= Objectif de l'exercice =
Restituez toutes les lignes ci-dessous à l'identique, sans changer un seul caractère. Laissez les images hors de votre réponse.

= Lignes présentées =
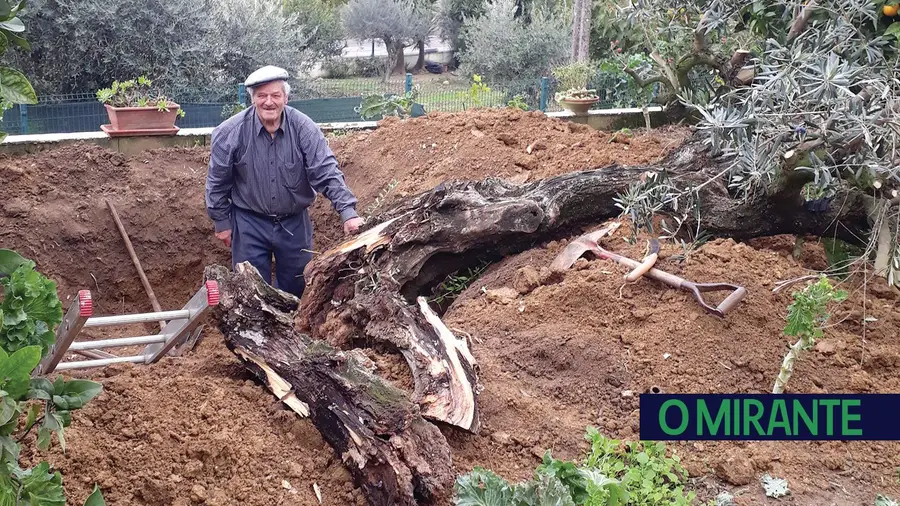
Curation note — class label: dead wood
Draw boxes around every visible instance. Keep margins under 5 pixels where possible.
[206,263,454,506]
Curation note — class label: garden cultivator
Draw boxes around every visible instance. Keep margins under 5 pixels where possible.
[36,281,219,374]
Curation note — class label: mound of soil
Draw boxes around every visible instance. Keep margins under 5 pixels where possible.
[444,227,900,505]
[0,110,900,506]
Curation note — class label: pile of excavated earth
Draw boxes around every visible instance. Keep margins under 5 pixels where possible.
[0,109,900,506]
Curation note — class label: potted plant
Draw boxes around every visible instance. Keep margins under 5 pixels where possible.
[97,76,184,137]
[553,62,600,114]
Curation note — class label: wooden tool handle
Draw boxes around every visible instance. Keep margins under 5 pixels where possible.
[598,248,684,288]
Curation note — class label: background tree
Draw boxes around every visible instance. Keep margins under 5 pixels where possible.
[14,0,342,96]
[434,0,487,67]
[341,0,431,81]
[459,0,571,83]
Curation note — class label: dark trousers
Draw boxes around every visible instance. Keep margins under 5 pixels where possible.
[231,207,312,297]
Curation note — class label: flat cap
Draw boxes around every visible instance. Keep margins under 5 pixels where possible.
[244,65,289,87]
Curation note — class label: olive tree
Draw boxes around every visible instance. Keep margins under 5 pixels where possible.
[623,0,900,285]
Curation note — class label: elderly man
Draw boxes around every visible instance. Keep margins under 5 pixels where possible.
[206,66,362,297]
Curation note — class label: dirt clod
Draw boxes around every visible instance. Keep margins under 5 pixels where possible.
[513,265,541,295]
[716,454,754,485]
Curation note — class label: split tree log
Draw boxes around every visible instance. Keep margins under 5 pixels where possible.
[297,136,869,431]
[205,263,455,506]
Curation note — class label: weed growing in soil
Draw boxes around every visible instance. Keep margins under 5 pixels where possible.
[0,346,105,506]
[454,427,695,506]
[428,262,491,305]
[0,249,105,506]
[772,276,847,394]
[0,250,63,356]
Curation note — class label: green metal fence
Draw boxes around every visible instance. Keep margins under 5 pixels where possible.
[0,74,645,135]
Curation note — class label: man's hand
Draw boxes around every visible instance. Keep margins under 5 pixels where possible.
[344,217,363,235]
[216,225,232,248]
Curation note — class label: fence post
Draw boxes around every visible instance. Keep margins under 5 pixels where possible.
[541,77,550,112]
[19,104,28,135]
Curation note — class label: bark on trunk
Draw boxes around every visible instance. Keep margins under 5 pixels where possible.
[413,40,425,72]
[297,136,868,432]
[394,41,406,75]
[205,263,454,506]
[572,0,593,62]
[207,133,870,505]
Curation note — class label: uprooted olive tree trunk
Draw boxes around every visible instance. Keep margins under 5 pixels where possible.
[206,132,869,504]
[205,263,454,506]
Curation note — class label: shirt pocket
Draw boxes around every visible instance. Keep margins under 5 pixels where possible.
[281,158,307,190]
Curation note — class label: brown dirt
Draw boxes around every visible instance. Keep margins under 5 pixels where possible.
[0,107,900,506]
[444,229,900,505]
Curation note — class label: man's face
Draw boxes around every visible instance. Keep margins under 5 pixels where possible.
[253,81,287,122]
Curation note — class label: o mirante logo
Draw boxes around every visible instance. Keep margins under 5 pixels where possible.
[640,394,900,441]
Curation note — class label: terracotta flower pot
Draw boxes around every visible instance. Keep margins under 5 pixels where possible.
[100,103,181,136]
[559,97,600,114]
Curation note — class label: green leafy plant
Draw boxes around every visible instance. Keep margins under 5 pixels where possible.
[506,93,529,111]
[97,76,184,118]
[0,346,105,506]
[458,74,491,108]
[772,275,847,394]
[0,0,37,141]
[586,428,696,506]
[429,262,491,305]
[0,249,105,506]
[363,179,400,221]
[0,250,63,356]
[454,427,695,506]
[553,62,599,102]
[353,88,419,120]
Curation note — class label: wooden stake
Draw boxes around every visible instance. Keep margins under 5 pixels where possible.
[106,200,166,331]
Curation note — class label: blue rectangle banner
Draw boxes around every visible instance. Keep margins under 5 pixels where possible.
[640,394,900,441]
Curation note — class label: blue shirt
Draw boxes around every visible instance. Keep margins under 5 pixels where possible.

= Tâche accomplie =
Curation note — class label: dead wood
Draw boxes around every visible instance. Keep margins under 5 pixels where possible.
[206,263,454,506]
Curation note — class label: garden cultivator
Draw boxes around every visible instance. Keep margins under 5 pixels where possible.
[36,281,219,374]
Curation note — class label: mound of soil
Draw boxes around every visible instance. Keep margins under 5 pixels where possible.
[444,227,900,505]
[0,110,900,506]
Curation note — class label: pile of excavated earth
Draw boxes around every visible instance. Keep margins under 5 pixels where possible.
[0,109,900,506]
Curation note — class label: potted plant
Draw boxes around every visible instance. Keep margins under 5 pixels where possible.
[97,76,184,137]
[553,62,600,114]
Curation note — class label: wooden tool handle
Draw boxes around every visible instance. Keep margins under 5 pixels where possible.
[598,248,684,288]
Curation note — class label: background tree
Draw boxes around every visible instance. Keep margins under 5 pixels where possible.
[14,0,342,96]
[434,0,487,67]
[341,0,431,81]
[459,0,571,83]
Curation note — class label: dark trousers
Draw boxes around every visible instance. Keep margins under 5 pixels where possible.
[231,207,312,297]
Curation note — class label: flat cap
Draw boxes around every visible instance. Keep margins under 5 pixels where possible.
[244,65,289,87]
Curation note — class label: olive tree
Draw boxes around every visible instance. Keep margins under 5 pixels where possible.
[623,0,900,285]
Curation note — class label: elderly man
Draw boxes around every visible instance. Keep margins under 5 pixels where possible.
[206,66,362,297]
Curation note — class label: dirt clod
Draw boxes around every visible instance. Keep margins under 5 pixels where possible.
[513,265,541,295]
[716,454,754,485]
Curation note — class label: split tree log
Draw boxes around every visible instance. Keep margins under 5 pixels where possible.
[297,136,869,431]
[205,263,455,506]
Curation note — class label: weed growing in soil
Draw boxes around every visible instance. Keep margins under 5 pixels where possible.
[0,346,105,506]
[454,427,695,506]
[428,262,491,305]
[0,249,105,506]
[772,276,847,394]
[0,250,63,356]
Curation note — class label: green metal fence
Draw boxes around every visible instance. Keep margins under 5 pixels where possible.
[0,74,645,135]
Curation note — class label: man's hand
Draw boxes around every visible instance. Keep margins under 5 pixels where possible.
[344,217,363,235]
[216,225,232,248]
Curation note — class label: fence post
Draw boxes around every visible instance. Keep margins under 5 pixels where possible.
[541,77,550,112]
[19,104,28,135]
Curation note — class label: bark on trunk
Draw boxes around every visible instance. Keep margins under 5 pixels where possible.
[413,40,425,72]
[297,136,868,432]
[394,41,406,75]
[205,263,454,506]
[572,0,593,62]
[207,133,870,505]
Curation note — class label: uprooted olive tree trunk
Draw boxes around every visible instance. Keep margins under 5 pixels where possible.
[206,132,869,504]
[205,263,454,506]
Curation note — class label: shirt pocket
Draw boxes around every visible instance. Keep margins under 5 pixels where possible.
[281,158,307,190]
Curation note — class label: brown dirt
Draw boxes around every visible instance. Keep margins under 5 pixels where possible.
[0,107,900,506]
[444,229,900,505]
Curation note — class label: man's face
Draw boxes around every visible instance. Keep margins under 5 pixels where possible.
[253,81,287,122]
Curation note — class label: o mirante logo
Draw boxes around every visible instance. Keep margins under 5 pixels where possible.
[640,394,900,441]
Curation note — class label: terracotta flower pot
Draw boxes around every visible instance. Keep margins under 5 pixels where possible.
[100,103,181,136]
[559,97,600,114]
Curation note — class label: green leafy plant
Draw boxes around every visible instance. Keep margins under 5 pixels where possible.
[506,93,529,111]
[97,76,184,118]
[0,346,105,506]
[458,74,491,108]
[772,275,847,394]
[0,0,37,141]
[586,428,696,506]
[429,262,491,305]
[0,249,105,506]
[363,179,400,221]
[0,250,63,356]
[454,427,695,506]
[553,62,599,102]
[353,88,419,120]
Curation note — class label: wooden stake
Draw boxes around every visible instance. Keep margins under 5 pixels where possible.
[106,200,166,331]
Curation note — class label: blue rectangle banner
Draw boxes around every visible instance. Keep margins under 5 pixels where possible.
[640,394,900,441]
Curation note — class label: blue shirt
Draw boxes around every visible instance. Keep margins under 5 pixels where possible.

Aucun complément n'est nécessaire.